I’ve wound up in enough typing debates that I now always define strong/weak/static/dynamic typing before using those terms, and I usually define it in the way that the type theorists do, because, well, that’s what they do for a living. I can always say “implicit type conversion” if I mean implicit type conversion, rather than saying “weak typing”, which is often ambiguous. Even Benjamin Pierce, arguably the leading authority on type systems, has stated that the various typing terms are ambiguous.
Great article. Simply and clearly written (evidenced by the fact that even i could cruise along fairly fast :)) Keep it up and apply those pedagogical skills of yours to more articles!
I have to strongly disagree with this statement. You can in fact have type systems that are rich enough to describe arbitrary theorems about the behaviour of programs. Coq has just such a type system, and it is not alone (although it is a bit lonely).
Andre, I understand where you’re coming from, certainly, but I’ve usually seen “the type system cannot be evaded” associated more with “safe” typing than with “strong” typing. And, of course, that’s another fuzzy area: just as many people speak interchangeably of “weak” and “dynamic” typing, so too do many speak interchangeably of “safe” and “strong” typing. I’ve tried to walk a fine line here, because I know a lot of my readers are users of Django who are often new to Python and to programming in general, and so I deliberately left off safe/unsafe and higher discussion of what those terms can mean — if I were writing for C programmers I probably would have handled it differently ;)
Regardless of which definition we go with, I think C falls into the “weak” category, but I’d also put several other languages in there under either definition: implicit conversion carried out by the language, in order to avoid what would otherwise be a type error, seems to me to be “evading” the type system.
Gavin: I’ve yet to see a “provably correct” program of non-trivial size (though “non-trivial” is a somewhat nebulous term), regardless of type system or programming paradigm (typically that’s touted by people newly come to the FP bandwagon, which can make for some amusing arguments). Got one lying around?
James,
Actually I do have some “lying around”. Now, “non-trivial” is a bit hard to work with, since you can always move the bar on me. In any case, you don’t need to demonstrate a huge program to see that in fact arbitrary properties can be expressed in the type system, and that you can then connect the pieces and prove properties about them in turn. So the approach certainly scales to some extent.
There are limitations and caveats to the approach of course, but I think it stands as a clear contradiction to the notion that types can not capture all of the important properties that you want to express.
http://coq.inria.fr/V8.1/stdlib/Coq.Sorting.Heap.html
Especially look at the type of the final function “treesort”.
Theorem treesort : forall l:list A, {m : list A | sort leA m & permutation _ eqA_dec l m}.
treesort is a function with the following property. Given any homogeneous list of A’s (named l) we can supply a list (named m) of A’s such that the list is sorted according to some binary predicate leA and the “m list” is a permutation of the “l list”. Of course in order to be sure that it is in fact a permutation we have to be able to compare the elements of both lists, so we also require an additional decidable equality predicate.
I hope this example serves to dispell the myth that types can’t capture important properties. It simply isn’t true. Full Martin Lof style type theories can bring the full weight of mathematical sophistication to bear on the problem of software correctness.
“The c2 wiki has a nice graph showing this with examples.”
• • •
Rewrite everything in the typing discussion from "http://coq.inria.fr/V8.1/stdlib/Coq.Sorting.Heap.html" down to "decidable equality predicate.", substituting "uniform" for "homogeneous". Rely on nothing but the typing discussion above.

(Point labeling examples)
• • •
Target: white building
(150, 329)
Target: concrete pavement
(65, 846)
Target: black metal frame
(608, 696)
• • •
Result of the task:
http://coq.inria.fr/V8.1/stdlib/Coq.Sorting.Heap.html
Especially look at the type of the final function “treesort”.
Theorem treesort : forall l:list A, {m : list A | sort leA m & permutation _ eqA_dec l m}.
treesort is a function with the following property. Given any uniform list of A’s (named l) we can supply a list (named m) of A’s such that the list is sorted according to some binary predicate leA and the “m list” is a permutation of the “l list”. Of course in order to be sure that it is in fact a permutation we have to be able to compare the elements of both lists, so we also require an additional decidable equality predicate.